[Start of Material supplied]
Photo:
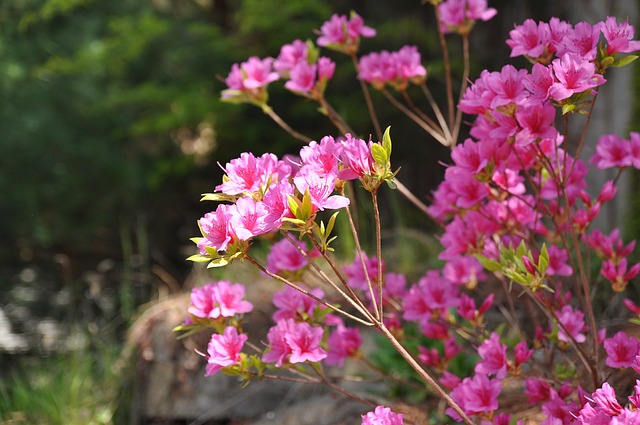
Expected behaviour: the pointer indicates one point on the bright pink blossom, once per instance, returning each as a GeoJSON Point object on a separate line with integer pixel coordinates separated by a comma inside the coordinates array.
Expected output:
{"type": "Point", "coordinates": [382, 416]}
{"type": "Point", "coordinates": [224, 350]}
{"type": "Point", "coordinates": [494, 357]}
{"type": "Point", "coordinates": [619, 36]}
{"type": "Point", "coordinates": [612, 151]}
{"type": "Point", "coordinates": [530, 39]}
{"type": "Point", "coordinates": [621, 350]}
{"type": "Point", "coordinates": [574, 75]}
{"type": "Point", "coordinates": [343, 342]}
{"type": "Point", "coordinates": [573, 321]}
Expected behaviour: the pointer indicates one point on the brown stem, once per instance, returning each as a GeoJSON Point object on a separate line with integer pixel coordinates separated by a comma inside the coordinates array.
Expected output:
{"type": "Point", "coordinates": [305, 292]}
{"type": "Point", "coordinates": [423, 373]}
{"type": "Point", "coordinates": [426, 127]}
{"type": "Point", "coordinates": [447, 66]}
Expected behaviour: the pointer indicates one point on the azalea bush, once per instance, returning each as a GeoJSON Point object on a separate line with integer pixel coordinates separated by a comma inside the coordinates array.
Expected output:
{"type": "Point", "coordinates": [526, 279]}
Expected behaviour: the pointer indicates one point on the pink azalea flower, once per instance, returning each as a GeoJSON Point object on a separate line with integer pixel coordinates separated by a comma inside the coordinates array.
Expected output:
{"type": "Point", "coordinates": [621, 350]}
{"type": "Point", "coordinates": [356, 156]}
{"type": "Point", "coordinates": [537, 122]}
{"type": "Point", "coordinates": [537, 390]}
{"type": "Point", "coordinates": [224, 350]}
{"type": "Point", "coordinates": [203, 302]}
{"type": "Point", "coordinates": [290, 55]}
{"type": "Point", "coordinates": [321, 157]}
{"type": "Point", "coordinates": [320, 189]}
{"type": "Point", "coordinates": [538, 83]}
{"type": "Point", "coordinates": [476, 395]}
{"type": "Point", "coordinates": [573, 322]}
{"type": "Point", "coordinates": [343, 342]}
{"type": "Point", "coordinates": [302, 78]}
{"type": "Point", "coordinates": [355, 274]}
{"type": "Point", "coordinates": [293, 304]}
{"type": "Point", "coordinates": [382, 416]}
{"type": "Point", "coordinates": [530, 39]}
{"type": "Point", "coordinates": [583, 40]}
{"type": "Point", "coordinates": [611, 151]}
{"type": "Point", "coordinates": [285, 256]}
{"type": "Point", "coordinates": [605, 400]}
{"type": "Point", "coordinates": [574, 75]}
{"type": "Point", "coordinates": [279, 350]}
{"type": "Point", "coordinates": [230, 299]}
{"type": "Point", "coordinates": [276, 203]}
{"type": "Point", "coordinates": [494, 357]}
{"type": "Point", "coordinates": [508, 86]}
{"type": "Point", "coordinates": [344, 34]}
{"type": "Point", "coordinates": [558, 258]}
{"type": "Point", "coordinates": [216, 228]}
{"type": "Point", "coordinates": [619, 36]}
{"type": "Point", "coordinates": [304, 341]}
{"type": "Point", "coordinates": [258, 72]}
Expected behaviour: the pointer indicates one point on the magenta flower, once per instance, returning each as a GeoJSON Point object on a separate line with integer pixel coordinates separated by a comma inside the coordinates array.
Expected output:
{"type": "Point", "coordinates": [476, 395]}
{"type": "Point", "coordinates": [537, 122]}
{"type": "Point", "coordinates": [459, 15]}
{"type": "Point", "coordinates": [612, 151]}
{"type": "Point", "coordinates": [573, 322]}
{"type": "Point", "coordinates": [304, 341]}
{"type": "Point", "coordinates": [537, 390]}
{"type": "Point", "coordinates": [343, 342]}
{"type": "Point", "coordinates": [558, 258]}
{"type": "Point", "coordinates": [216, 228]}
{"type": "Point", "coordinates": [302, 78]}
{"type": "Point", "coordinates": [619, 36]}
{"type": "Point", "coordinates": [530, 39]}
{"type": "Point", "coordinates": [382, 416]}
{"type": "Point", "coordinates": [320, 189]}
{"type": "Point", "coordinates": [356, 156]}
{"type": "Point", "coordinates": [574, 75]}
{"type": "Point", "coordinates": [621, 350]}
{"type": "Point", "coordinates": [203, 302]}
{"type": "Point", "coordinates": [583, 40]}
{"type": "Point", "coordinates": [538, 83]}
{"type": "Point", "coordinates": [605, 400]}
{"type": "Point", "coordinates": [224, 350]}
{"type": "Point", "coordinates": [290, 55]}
[End of Material supplied]
Work to complete :: Reproduce all of the data above word for word, leaving out the pictures.

Finished exercise ::
Photo:
Expected behaviour: the pointer indicates one point on the bright pink blossom, once per instance, returning each as a GeoJSON Point object on a separate line with integer pixel coordinates separated by a comma inside the coordinates array.
Expected output:
{"type": "Point", "coordinates": [382, 416]}
{"type": "Point", "coordinates": [224, 350]}
{"type": "Point", "coordinates": [494, 357]}
{"type": "Point", "coordinates": [619, 36]}
{"type": "Point", "coordinates": [612, 151]}
{"type": "Point", "coordinates": [530, 39]}
{"type": "Point", "coordinates": [621, 350]}
{"type": "Point", "coordinates": [574, 75]}
{"type": "Point", "coordinates": [343, 342]}
{"type": "Point", "coordinates": [573, 321]}
Expected behaviour: the pointer indicates one point on the brown stem, once per instance, returning each as a GeoJSON Point object on a separate line with integer pixel coordinates separated by a comma inside the coordinates array.
Expected output:
{"type": "Point", "coordinates": [305, 292]}
{"type": "Point", "coordinates": [423, 373]}
{"type": "Point", "coordinates": [426, 127]}
{"type": "Point", "coordinates": [447, 66]}
Expected behaviour: the pointer indicates one point on the azalea bush, once per instance, returning each as a GeoJSON Point object on a separate line with integer pixel coordinates separated by a comma inside the coordinates array.
Expected output:
{"type": "Point", "coordinates": [526, 279]}
Expected behaviour: the pointer indicates one point on the pink azalea flower, once per instance, returning each as a GeoJSON Point object on a separate line with integer pixel coordinates separated by a comma inside the coordinates array.
Expected output:
{"type": "Point", "coordinates": [621, 350]}
{"type": "Point", "coordinates": [356, 156]}
{"type": "Point", "coordinates": [537, 122]}
{"type": "Point", "coordinates": [537, 390]}
{"type": "Point", "coordinates": [224, 350]}
{"type": "Point", "coordinates": [203, 302]}
{"type": "Point", "coordinates": [290, 55]}
{"type": "Point", "coordinates": [321, 157]}
{"type": "Point", "coordinates": [320, 189]}
{"type": "Point", "coordinates": [538, 83]}
{"type": "Point", "coordinates": [476, 395]}
{"type": "Point", "coordinates": [573, 322]}
{"type": "Point", "coordinates": [343, 342]}
{"type": "Point", "coordinates": [302, 78]}
{"type": "Point", "coordinates": [355, 274]}
{"type": "Point", "coordinates": [293, 304]}
{"type": "Point", "coordinates": [382, 416]}
{"type": "Point", "coordinates": [530, 39]}
{"type": "Point", "coordinates": [583, 40]}
{"type": "Point", "coordinates": [611, 151]}
{"type": "Point", "coordinates": [285, 256]}
{"type": "Point", "coordinates": [605, 400]}
{"type": "Point", "coordinates": [574, 75]}
{"type": "Point", "coordinates": [279, 350]}
{"type": "Point", "coordinates": [230, 299]}
{"type": "Point", "coordinates": [276, 203]}
{"type": "Point", "coordinates": [494, 357]}
{"type": "Point", "coordinates": [508, 86]}
{"type": "Point", "coordinates": [344, 34]}
{"type": "Point", "coordinates": [558, 258]}
{"type": "Point", "coordinates": [216, 228]}
{"type": "Point", "coordinates": [619, 36]}
{"type": "Point", "coordinates": [304, 341]}
{"type": "Point", "coordinates": [258, 72]}
Expected behaviour: the pointer indicates one point on the magenta flower, once per instance, returning each as a GeoJSON Point object on a separate line with integer pixel coordinates separated by a comma inside the coordinates array.
Expected output:
{"type": "Point", "coordinates": [476, 395]}
{"type": "Point", "coordinates": [537, 122]}
{"type": "Point", "coordinates": [459, 15]}
{"type": "Point", "coordinates": [612, 151]}
{"type": "Point", "coordinates": [573, 322]}
{"type": "Point", "coordinates": [304, 341]}
{"type": "Point", "coordinates": [537, 390]}
{"type": "Point", "coordinates": [343, 342]}
{"type": "Point", "coordinates": [558, 258]}
{"type": "Point", "coordinates": [216, 228]}
{"type": "Point", "coordinates": [302, 78]}
{"type": "Point", "coordinates": [619, 36]}
{"type": "Point", "coordinates": [530, 39]}
{"type": "Point", "coordinates": [382, 416]}
{"type": "Point", "coordinates": [320, 189]}
{"type": "Point", "coordinates": [356, 156]}
{"type": "Point", "coordinates": [574, 75]}
{"type": "Point", "coordinates": [621, 350]}
{"type": "Point", "coordinates": [203, 302]}
{"type": "Point", "coordinates": [583, 40]}
{"type": "Point", "coordinates": [538, 83]}
{"type": "Point", "coordinates": [605, 400]}
{"type": "Point", "coordinates": [224, 350]}
{"type": "Point", "coordinates": [290, 55]}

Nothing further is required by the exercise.